[Available data Boundary: Start]
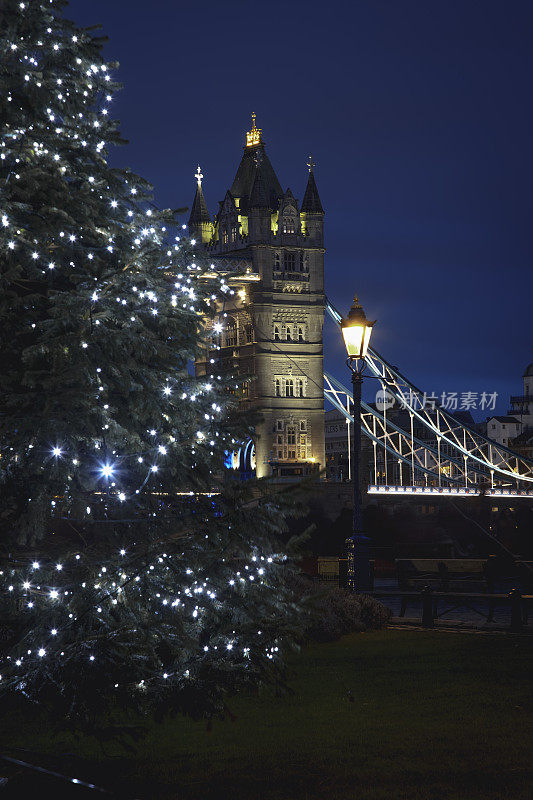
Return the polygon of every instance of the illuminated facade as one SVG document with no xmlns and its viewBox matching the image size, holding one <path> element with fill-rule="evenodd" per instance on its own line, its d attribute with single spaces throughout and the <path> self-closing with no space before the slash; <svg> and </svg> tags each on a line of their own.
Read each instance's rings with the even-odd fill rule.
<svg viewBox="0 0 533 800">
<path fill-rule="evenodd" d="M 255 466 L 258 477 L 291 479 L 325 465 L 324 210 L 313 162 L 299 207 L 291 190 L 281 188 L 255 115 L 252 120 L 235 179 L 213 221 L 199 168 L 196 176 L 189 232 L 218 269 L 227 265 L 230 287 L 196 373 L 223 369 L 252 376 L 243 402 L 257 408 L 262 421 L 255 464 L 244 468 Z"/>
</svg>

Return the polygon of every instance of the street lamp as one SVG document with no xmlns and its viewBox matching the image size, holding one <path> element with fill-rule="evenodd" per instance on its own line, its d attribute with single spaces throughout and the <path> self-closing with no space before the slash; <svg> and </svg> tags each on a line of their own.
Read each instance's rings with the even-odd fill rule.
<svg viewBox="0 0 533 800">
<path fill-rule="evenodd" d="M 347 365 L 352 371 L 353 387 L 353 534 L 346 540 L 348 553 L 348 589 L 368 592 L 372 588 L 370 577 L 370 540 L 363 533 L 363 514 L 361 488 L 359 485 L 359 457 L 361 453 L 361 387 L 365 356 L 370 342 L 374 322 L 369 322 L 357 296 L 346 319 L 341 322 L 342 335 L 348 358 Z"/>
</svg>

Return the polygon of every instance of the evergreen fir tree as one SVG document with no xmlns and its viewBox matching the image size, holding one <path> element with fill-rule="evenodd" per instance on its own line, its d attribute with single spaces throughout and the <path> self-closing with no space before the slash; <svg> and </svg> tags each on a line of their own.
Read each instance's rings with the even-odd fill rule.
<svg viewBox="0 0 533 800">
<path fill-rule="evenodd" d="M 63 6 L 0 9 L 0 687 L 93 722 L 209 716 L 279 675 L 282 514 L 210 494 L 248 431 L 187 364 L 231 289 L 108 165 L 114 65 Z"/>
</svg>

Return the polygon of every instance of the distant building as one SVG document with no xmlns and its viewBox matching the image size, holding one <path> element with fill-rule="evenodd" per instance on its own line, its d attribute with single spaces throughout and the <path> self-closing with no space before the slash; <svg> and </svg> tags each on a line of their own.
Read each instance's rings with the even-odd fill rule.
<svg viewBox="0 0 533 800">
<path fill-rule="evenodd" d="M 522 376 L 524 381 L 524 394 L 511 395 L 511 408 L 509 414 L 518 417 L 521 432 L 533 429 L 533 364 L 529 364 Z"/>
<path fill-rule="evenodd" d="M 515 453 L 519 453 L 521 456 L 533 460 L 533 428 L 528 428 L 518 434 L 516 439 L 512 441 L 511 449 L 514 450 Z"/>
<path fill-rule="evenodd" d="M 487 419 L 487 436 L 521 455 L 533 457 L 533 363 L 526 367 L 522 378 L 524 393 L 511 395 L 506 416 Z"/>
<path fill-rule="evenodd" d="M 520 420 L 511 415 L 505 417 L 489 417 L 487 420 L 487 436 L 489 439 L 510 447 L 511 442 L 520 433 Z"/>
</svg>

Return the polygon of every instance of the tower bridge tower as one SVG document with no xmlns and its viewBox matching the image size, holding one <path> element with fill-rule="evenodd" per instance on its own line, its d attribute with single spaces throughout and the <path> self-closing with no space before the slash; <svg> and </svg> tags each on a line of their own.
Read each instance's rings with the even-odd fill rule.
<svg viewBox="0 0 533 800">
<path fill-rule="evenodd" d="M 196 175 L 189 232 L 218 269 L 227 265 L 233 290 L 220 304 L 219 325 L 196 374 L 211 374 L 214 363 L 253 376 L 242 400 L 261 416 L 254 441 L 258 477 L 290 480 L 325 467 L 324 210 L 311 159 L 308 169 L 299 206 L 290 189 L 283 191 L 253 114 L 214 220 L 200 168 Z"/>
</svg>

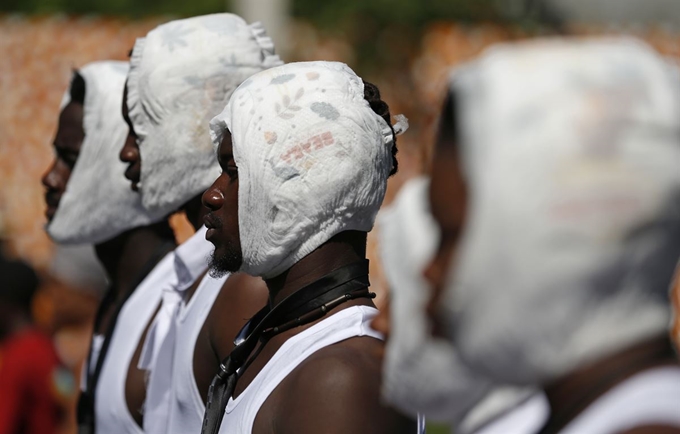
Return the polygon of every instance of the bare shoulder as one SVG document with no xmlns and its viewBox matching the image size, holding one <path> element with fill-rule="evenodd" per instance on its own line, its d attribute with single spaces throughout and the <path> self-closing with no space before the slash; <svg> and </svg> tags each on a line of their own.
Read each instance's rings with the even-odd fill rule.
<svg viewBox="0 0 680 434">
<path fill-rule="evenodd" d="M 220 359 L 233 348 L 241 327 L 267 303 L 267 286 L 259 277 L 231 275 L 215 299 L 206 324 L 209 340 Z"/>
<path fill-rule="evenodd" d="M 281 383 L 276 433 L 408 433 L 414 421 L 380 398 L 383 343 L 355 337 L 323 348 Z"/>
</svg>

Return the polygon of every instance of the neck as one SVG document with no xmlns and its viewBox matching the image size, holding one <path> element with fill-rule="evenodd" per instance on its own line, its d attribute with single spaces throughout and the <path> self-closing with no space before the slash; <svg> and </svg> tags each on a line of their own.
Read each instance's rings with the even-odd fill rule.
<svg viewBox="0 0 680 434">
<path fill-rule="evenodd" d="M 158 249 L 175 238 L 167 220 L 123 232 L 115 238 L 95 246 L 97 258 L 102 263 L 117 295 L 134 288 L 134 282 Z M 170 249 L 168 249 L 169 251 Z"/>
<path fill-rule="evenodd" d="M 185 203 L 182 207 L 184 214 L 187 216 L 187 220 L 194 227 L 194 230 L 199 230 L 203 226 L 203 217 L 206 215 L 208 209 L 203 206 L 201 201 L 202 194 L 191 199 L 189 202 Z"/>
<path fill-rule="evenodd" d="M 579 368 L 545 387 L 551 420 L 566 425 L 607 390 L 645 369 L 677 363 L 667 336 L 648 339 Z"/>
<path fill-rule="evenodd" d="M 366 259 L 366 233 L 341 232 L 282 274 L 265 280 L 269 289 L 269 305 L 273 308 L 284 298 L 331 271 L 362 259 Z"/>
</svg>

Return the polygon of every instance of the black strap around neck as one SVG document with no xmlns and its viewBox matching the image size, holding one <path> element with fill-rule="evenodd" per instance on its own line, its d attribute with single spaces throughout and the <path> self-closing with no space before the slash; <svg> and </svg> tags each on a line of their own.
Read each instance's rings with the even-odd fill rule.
[Available data Boundary: End]
[Available data Boundary: Start]
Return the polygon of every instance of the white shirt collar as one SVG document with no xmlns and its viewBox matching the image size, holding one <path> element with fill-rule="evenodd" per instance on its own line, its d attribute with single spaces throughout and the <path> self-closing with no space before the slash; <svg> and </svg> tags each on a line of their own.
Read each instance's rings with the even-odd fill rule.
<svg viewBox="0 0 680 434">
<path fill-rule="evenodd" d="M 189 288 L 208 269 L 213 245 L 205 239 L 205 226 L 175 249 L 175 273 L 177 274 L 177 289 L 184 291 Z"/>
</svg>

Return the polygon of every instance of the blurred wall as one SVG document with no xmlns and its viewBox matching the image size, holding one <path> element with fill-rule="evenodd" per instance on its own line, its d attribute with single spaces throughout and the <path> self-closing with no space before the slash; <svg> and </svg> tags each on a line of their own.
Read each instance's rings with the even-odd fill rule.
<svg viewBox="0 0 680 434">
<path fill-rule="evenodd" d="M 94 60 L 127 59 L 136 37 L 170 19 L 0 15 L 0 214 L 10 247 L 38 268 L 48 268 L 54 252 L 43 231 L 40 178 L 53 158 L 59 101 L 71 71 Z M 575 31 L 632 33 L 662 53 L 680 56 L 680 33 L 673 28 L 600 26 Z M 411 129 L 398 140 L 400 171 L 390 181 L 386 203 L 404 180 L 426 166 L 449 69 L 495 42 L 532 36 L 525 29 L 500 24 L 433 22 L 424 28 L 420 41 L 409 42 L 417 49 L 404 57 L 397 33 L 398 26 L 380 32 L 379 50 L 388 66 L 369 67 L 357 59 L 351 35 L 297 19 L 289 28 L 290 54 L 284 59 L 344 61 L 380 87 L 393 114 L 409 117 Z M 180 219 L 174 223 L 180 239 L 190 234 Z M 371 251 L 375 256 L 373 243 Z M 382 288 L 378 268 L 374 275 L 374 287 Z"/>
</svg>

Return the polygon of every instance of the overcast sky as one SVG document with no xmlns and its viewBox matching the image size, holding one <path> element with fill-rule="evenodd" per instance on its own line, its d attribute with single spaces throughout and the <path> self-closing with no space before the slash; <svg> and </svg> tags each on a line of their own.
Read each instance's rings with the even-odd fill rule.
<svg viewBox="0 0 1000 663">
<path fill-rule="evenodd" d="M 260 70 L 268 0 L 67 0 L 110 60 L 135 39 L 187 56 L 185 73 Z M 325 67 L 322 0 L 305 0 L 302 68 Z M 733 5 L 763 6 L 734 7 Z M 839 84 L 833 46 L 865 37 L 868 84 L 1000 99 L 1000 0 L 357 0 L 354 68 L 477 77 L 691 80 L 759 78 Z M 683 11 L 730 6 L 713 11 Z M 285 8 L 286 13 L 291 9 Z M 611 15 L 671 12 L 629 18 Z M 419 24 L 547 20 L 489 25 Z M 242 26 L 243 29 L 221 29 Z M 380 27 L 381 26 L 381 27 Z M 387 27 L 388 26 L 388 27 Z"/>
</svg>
[Available data Boundary: End]
[Available data Boundary: Start]
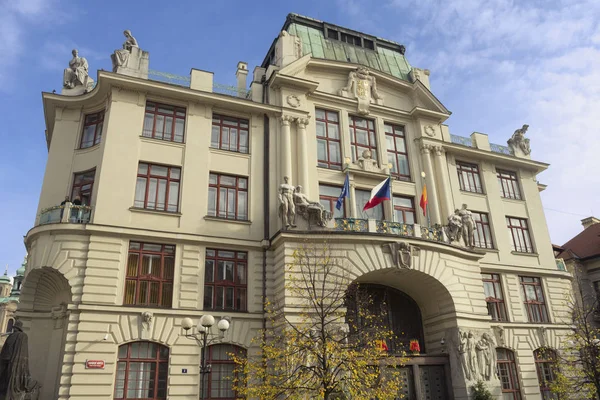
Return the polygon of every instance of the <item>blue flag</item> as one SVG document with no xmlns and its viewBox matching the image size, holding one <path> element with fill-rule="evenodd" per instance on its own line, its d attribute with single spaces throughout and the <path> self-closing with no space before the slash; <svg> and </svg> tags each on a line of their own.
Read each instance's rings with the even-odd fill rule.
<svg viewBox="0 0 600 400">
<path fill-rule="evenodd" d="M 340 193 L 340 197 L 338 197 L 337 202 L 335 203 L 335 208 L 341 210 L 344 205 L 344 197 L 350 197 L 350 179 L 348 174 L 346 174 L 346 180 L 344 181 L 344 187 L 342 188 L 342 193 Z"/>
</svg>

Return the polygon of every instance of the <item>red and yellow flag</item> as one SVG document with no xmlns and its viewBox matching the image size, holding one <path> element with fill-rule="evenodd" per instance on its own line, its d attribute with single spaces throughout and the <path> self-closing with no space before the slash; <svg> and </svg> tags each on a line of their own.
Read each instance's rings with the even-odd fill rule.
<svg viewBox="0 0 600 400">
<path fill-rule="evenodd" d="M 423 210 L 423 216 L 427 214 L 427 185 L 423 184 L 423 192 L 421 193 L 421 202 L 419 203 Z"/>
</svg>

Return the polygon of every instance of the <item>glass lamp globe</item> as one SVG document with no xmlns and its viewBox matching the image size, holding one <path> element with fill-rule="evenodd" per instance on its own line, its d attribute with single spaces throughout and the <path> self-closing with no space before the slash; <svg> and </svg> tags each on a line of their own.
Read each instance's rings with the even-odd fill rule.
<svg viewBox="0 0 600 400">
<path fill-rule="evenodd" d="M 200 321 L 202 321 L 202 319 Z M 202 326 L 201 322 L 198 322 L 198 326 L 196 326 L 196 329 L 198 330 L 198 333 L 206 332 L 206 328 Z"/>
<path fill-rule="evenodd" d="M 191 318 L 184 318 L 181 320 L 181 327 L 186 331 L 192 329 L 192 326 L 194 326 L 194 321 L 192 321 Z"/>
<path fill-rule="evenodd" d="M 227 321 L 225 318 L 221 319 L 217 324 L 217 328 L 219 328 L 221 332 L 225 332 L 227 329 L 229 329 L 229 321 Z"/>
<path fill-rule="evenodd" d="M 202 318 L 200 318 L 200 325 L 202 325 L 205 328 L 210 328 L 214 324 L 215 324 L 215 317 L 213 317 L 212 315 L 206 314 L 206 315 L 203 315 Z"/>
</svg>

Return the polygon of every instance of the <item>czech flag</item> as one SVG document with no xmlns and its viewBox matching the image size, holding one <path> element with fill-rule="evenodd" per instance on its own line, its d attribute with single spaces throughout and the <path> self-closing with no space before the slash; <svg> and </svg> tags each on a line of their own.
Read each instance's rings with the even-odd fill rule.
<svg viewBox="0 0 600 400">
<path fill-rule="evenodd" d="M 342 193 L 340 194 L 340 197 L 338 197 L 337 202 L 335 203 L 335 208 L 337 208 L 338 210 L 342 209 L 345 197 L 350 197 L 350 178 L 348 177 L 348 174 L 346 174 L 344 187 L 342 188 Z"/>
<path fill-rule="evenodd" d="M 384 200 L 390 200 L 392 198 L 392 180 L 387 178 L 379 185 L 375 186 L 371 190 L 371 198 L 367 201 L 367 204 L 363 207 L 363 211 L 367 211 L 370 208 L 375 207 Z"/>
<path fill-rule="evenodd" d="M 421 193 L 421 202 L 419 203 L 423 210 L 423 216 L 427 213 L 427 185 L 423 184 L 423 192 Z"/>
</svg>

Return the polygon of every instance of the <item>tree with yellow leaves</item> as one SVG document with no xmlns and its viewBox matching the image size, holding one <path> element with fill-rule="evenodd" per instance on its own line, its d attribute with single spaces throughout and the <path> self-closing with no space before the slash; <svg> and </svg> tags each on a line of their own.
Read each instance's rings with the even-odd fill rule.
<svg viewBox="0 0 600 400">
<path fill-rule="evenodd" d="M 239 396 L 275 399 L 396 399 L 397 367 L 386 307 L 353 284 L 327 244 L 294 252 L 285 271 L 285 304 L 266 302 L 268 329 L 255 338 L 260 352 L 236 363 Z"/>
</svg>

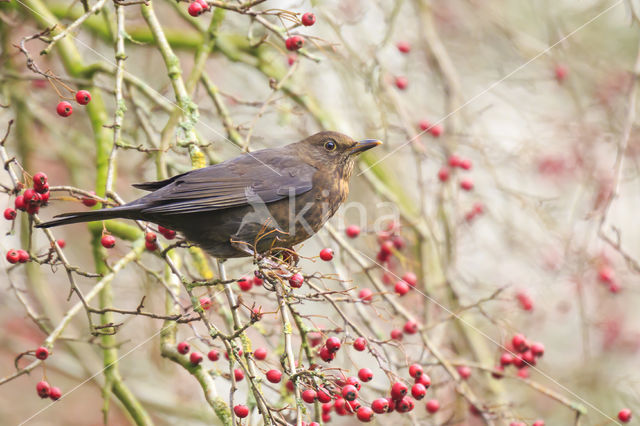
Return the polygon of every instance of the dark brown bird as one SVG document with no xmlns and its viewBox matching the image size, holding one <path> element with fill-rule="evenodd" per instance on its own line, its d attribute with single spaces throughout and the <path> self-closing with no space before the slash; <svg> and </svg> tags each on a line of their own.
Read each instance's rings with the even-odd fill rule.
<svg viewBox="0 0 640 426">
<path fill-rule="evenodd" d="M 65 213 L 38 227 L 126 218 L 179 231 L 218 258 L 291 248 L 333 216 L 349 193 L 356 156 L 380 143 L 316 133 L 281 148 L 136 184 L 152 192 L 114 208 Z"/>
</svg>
[Available data Boundary: End]
▸ Exercise instructions: Your task is to restate, word for word, only those lines above that fall between the line holding "Return the polygon of every instance of the <item>blue" and the line holding "Return the polygon of every instance of the <item>red", inclusive.

▸ Result of this exercise:
Return the polygon of every instance of the <item>blue flag</item> as one SVG document with no xmlns and its viewBox matching the image size, holding one <path> element with fill-rule="evenodd" per instance on its own line, its d attribute with single spaces throughout and the <path> self-closing with no space before the slash; <svg> and </svg> tags each on a line of their own.
Read each instance's rings with the even-odd fill rule.
<svg viewBox="0 0 600 400">
<path fill-rule="evenodd" d="M 340 193 L 340 197 L 338 197 L 337 202 L 335 203 L 335 208 L 341 210 L 344 205 L 344 197 L 350 197 L 350 179 L 348 174 L 346 174 L 346 180 L 344 181 L 344 187 L 342 188 L 342 193 Z"/>
</svg>

Return the polygon of every instance of the <item>red and yellow flag</item> as one SVG document with no xmlns and its viewBox matching the image size, holding one <path> element with fill-rule="evenodd" per instance on its own line, its d attribute with single spaces throughout and the <path> self-closing with no space before the slash; <svg> and </svg> tags each on a line of their own.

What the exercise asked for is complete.